--- Document excerpt Enclosed Below ---
Memory in AI agents varies by persistence, storage mechanism, and scope. Understanding these distinctions helps choose the right approach for different problems.

By Persistence

Short-Term Memory (Context Window)

The context window holds everything the model "sees" during a conversation: your messages, tool outputs, file contents, and its own responses. Current frontier models support 128K-200K tokens with full attention over the entire window.

This is working memory. It disappears when the session ends, so project context must be reloaded each time.

Long-Term Memory (External Storage)

Anything that persists outside the context window and can be read into it. Two main approaches:

File-based: Markdown files in your repo (AGENTS.md, skills, specs). Version-controlled, portable across tools, loads automatically.

Non-file: Vector databases, knowledge graphs, memory services. Better for large-scale retrieval or cross-user personalization, but requires additional infrastructure.

Parametric Memory (Model Weights)

Knowledge encoded in weights during training. The model "knows" Python because billions of parameters learned it from training data. This knowledge shapes every generation without consuming context tokens.

The tradeoff: weights are frozen at training time. The model can't incorporate anything it learns from your project into its weights.

Long-Term Memory Approaches

File-Based Memory

Markdown files stored in your repository:

Type Examples When Loaded
Rules AGENTS.md, CLAUDE.md, .cursorrules Session start
Skills .skills/deploy/SKILL.md On invocation
Specs specs/auth.md When referenced

Advantages: version-controlled with your code, portable across tools via the AGENTS.md standard, no external dependencies. Your team can review changes like any other code.

For coding agents, this is the primary approach. See File-Based Memory for organization patterns.

Vector Databases

Store embeddings of documents or past conversations. Retrieve via semantic similarity search. Examples: Pinecone, Weaviate, Chroma, pgvector.
--- End of Enclosed Document excerpt ---
--- Provided material Enclosed Below ---
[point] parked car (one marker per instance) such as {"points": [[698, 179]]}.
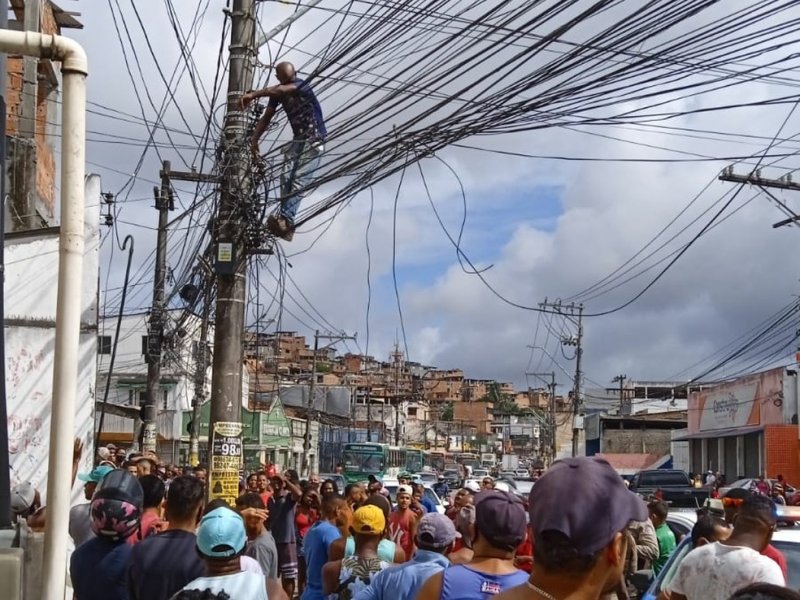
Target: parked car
{"points": [[671, 485], [524, 485], [749, 483], [428, 494], [785, 539], [341, 482], [425, 477]]}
--- End of Enclosed Provided material ---
Required tasks:
[1] Copy word for word the part of the text on memory in AI agents starting at "Type Examples When" and ending at "Weaviate, Chroma, pgvector.".
[2] Extend the text on memory in AI agents, picking up after its last sentence.
The listing comes from a different source than the text on memory in AI agents.

Answers:
[1]
Type Examples When Loaded
Rules AGENTS.md, CLAUDE.md, .cursorrules Session start
Skills .skills/deploy/SKILL.md On invocation
Specs specs/auth.md When referenced

Advantages: version-controlled with your code, portable across tools via the AGENTS.md standard, no external dependencies. Your team can review changes like any other code.

For coding agents, this is the primary approach. See File-Based Memory for organization patterns.

Vector Databases

Store embeddings of documents or past conversations. Retrieve via semantic similarity search. Examples: Pinecone, Weaviate, Chroma, pgvector.

[2]
Knowledge Graphs

Store entities and relationships. Agents traverse connections rather than searching flat text. Examples: Neo4j, Amazon Neptune.

Memory Services

Managed layers that handle memory extraction, consolidation, and retrieval:

Mem0: Extracts relevant information from conversations, consolidates across sessions, retrieves context automatically.

Letta (formerly MemGPT): Implements memory hierarchy inspired by operating systems. Agents manage their own memory, moving data between in-context "RAM" and external "disk" storage.

These services handle memory management but add infrastructure dependencies.

For detailed evaluation of when these approaches are justified, see Advanced Memory Approaches.

Memory Scopes

For file-based memory, scope determines where rules apply and how specific they are.

User-Level

Preferences that apply across all projects for a specific user.

~/.claude/CLAUDE.md

Put personal preferences here: testing frameworks, communication style, frequently used tools.

Project-Level

Team-shared conventions in version control.

project/
├── AGENTS.md
├── CLAUDE.md
└── .cursorrules

Project-level memory captures architecture decisions, naming conventions, deployment procedures, domain vocabulary.

Folder-Level

Service-specific context for monorepos.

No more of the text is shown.